COMPITO :: Stampa senza cambiare nulla la parte del testo sul kung fu che va da "In effetti, quando" a "molto più evidente!".

ESTRATTO DEL TESTO ::

>>>

Perché studiare qualcosa che gli appare lontano da quello che è il combattimento (comunemente inteso)? Perché dover diventare veri e propri atleti per poter praticare il kung fu, per poter apprendere il kung fu?

Forse allora il Kung Fu non è solo un metodo di combattimento umano… o meglio: forse non solo come lo intendiamo comunemente. Si dice, solitamente e molto piacevolmente, che il primo avversario contro cui dobbiamo combattere ed imparare a vincere siamo noi stessi. Forse è proprio questa la prima grande battaglia che dobbiamo combattere e vincere, per poter proseguire e poter sperare, quindi,  di apprendere come  essere sempre  e comunque “ vincenti” come vorremmo? 

In effetti, quando vengono introdotte tecniche più vicine a quello che è il combattimento (comunemente inteso), la differenza di accettazione, comprensione ed entusiasmo, si fa molto più evidente!

Forse perché ritrovano, o credono di ritrovare, quello che stavano cercando…il metodo di combattimento tra umani. Sicuramente il Kung Fu è anche questo, ma, forse, prima di poter giungere a questo punto apparentemente più gratificante, occorrono gli  indispensabili  pre-requisiti di cui abbiamo precedentemente  accennato.

Ma  questo è solo quello che l’allievo vede o crede di vedere, o, piu’ comunemente che sa vedere.  Ma è anche tipico nell’atteggiamento mentale dell’allievo che è ancora molto superficiale e si sofferma a guardare, anziché osservare, o cercare di sentire.

Credo che, forse,  per quanto riguarda la differenza tra il “guardare, il vedere e l’osservare” … i più attenti avranno compreso la diversa portata ed il significato … ma, per quanto riguarda invece “ il sentire”, che ci sia bisogno di una maggiore e ancora più attenta osservazione… soprattutto “interiore”… naturalmente.

La mente è ancora legata a condizionamenti e meccanicismi pragmatici, di corto raggio, tali che non riesce a scendere in profondità ed a vedere quello che sta facendo, o meglio a sentire… quello che sta facendo.

<<<

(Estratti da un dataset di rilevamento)
>>>

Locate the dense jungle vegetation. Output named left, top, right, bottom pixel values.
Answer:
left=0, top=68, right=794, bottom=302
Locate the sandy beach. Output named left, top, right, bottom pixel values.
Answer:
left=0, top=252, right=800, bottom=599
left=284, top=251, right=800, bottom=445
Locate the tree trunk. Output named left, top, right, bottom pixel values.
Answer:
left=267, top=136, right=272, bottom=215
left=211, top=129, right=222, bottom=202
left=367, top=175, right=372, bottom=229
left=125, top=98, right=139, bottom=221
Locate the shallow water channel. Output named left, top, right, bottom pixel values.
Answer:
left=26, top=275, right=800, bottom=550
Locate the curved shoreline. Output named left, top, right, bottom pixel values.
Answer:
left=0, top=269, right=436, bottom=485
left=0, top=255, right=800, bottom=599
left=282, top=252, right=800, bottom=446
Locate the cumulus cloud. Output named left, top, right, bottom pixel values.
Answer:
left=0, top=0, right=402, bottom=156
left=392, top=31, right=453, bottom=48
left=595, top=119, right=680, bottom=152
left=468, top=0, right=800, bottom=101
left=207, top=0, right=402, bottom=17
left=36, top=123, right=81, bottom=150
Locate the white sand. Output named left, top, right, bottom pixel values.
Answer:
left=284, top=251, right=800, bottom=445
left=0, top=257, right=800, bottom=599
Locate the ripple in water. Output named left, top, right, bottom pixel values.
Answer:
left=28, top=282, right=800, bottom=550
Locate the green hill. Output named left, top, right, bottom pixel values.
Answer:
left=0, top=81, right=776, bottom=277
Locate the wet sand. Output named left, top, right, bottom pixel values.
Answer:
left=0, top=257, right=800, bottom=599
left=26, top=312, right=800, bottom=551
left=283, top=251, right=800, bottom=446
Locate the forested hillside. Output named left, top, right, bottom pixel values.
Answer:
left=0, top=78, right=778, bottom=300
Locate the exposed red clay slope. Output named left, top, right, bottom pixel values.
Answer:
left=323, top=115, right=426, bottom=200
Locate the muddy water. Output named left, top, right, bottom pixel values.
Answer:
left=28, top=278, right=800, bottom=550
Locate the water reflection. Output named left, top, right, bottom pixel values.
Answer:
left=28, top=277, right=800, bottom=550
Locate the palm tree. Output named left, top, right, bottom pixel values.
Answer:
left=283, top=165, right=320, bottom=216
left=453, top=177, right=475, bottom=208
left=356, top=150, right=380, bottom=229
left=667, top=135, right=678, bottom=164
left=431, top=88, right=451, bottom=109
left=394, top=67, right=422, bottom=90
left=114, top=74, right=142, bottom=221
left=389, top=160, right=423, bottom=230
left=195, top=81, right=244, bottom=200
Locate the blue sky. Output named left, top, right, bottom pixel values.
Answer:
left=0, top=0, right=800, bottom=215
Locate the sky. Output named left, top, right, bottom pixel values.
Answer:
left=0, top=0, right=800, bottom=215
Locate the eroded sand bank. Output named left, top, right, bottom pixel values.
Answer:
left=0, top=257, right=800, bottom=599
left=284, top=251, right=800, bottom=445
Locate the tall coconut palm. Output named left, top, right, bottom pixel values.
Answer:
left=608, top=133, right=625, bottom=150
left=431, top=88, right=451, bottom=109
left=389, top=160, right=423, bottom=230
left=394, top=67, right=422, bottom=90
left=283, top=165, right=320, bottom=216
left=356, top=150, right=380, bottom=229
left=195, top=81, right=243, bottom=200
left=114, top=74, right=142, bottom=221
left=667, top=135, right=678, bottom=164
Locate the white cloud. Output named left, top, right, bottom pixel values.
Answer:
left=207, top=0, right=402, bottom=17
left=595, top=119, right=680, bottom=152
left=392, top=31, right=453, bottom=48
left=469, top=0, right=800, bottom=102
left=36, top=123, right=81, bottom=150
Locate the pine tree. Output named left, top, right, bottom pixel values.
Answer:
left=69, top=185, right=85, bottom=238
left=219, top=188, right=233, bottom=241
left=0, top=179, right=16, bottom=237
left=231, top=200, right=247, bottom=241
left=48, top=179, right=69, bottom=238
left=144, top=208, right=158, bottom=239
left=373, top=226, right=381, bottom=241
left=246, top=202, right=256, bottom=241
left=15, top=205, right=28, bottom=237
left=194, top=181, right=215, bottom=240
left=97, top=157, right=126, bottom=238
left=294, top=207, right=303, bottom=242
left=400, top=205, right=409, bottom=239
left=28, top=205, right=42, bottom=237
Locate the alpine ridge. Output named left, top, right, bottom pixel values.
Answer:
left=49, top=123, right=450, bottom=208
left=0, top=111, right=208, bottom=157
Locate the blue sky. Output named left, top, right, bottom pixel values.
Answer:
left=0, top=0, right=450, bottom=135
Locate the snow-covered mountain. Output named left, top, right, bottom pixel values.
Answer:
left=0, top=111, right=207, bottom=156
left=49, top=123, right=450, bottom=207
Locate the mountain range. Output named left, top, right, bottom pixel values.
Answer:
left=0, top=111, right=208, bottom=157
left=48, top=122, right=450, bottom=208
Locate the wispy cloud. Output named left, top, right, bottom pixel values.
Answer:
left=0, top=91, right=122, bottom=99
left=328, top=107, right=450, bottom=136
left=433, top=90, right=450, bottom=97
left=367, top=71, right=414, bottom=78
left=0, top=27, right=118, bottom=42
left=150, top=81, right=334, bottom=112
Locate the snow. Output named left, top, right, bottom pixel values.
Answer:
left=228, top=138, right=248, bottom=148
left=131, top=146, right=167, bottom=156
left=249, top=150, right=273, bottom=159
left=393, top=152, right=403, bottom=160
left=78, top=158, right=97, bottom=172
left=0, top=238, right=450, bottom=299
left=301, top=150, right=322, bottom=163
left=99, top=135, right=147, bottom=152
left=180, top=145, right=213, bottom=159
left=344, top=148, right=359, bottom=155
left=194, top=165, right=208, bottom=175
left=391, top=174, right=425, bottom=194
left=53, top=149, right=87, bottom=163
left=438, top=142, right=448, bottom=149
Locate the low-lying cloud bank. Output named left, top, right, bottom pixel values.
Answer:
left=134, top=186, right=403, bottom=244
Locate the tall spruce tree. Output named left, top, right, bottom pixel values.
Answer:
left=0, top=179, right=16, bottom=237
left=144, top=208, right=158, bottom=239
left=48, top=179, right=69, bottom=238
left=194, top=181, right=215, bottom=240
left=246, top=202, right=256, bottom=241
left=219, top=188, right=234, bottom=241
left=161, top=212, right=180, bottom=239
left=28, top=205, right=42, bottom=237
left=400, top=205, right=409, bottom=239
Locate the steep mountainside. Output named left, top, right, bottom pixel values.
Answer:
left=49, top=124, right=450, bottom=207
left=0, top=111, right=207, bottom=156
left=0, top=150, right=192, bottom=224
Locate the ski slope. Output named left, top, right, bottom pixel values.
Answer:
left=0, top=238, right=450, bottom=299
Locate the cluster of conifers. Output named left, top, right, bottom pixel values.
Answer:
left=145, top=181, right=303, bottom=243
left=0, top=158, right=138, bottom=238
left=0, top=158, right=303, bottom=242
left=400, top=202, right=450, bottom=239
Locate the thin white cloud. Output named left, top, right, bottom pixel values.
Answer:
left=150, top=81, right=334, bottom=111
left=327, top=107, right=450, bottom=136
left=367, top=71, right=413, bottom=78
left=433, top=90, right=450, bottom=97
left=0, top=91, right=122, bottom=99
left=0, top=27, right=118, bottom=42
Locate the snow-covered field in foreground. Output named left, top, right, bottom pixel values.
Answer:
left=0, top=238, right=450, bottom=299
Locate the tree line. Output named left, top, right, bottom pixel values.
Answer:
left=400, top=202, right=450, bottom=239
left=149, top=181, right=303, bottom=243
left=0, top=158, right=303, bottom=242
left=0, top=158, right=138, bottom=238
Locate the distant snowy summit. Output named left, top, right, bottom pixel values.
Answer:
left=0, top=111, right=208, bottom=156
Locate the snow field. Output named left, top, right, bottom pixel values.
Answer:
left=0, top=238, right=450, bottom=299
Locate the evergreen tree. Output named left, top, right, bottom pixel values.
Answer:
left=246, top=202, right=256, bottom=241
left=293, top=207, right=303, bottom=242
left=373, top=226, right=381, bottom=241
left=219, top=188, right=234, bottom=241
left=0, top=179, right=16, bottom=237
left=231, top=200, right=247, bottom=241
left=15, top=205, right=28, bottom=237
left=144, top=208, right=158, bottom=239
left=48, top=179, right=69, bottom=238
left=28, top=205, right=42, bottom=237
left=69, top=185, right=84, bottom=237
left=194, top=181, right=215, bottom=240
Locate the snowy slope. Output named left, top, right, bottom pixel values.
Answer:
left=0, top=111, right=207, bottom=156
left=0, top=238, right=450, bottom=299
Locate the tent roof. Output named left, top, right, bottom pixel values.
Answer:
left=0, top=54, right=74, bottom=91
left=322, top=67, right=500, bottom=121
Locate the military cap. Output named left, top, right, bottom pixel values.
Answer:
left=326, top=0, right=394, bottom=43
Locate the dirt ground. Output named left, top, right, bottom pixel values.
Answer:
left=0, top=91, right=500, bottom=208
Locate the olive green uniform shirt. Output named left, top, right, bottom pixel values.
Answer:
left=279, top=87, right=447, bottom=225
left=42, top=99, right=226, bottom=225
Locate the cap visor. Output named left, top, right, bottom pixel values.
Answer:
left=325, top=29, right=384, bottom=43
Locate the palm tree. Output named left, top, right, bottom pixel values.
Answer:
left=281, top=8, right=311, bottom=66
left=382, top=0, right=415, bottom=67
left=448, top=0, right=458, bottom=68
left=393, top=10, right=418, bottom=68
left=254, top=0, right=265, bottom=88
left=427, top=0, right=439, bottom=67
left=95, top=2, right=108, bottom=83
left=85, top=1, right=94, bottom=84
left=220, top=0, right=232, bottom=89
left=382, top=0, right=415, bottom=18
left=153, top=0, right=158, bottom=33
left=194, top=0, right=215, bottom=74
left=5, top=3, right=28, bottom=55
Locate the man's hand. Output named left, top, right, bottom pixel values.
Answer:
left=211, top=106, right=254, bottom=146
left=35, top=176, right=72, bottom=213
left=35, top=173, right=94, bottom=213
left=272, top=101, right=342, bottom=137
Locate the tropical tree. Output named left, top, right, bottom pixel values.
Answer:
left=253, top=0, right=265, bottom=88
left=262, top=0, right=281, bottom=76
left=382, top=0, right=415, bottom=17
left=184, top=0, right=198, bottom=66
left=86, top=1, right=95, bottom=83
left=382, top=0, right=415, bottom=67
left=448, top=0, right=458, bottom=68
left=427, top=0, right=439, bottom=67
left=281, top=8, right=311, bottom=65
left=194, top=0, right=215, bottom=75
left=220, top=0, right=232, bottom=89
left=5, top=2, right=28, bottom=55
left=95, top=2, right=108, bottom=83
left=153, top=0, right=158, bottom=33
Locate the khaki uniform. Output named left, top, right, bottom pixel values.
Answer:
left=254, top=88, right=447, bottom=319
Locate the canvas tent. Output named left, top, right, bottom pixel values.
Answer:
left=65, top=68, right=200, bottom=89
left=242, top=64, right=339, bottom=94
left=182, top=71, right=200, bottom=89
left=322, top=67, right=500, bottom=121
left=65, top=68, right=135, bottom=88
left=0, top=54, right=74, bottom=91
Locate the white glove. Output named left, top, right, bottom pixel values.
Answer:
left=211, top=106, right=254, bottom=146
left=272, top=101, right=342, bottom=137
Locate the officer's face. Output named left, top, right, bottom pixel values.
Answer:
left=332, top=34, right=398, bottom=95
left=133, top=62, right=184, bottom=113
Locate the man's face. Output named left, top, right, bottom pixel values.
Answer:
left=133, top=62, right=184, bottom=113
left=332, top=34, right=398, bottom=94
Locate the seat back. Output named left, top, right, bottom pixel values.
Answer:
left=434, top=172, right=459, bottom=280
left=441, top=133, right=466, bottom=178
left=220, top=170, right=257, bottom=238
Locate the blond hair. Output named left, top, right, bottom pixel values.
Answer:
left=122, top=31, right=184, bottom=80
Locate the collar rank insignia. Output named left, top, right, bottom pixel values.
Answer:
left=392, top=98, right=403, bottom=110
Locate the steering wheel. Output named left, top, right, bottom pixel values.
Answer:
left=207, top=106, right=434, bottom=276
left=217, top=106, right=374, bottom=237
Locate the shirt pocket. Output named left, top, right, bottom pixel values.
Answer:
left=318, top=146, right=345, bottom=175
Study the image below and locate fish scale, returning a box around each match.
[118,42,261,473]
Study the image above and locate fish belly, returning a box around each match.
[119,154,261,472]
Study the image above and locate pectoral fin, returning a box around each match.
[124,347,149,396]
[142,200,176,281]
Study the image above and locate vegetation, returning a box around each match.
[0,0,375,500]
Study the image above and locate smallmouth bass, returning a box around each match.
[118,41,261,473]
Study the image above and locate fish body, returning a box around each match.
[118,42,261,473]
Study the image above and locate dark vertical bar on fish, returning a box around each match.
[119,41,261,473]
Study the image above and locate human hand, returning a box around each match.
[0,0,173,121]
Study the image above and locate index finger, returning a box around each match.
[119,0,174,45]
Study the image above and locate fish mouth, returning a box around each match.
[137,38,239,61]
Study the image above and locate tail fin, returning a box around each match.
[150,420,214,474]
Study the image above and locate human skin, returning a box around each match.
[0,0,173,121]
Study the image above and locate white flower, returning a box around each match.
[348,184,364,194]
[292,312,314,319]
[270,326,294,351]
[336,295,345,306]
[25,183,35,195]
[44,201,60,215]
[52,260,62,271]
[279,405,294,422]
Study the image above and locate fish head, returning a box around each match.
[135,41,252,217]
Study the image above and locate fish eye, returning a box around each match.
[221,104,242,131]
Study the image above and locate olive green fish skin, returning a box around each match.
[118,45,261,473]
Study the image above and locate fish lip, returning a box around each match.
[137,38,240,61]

<<<

SOLUZIONE DELL'ESERCIZIO ::
In effetti, quando vengono introdotte tecniche più vicine a quello che è il combattimento (comunemente inteso), la differenza di accettazione, comprensione ed entusiasmo, si fa molto più evidente!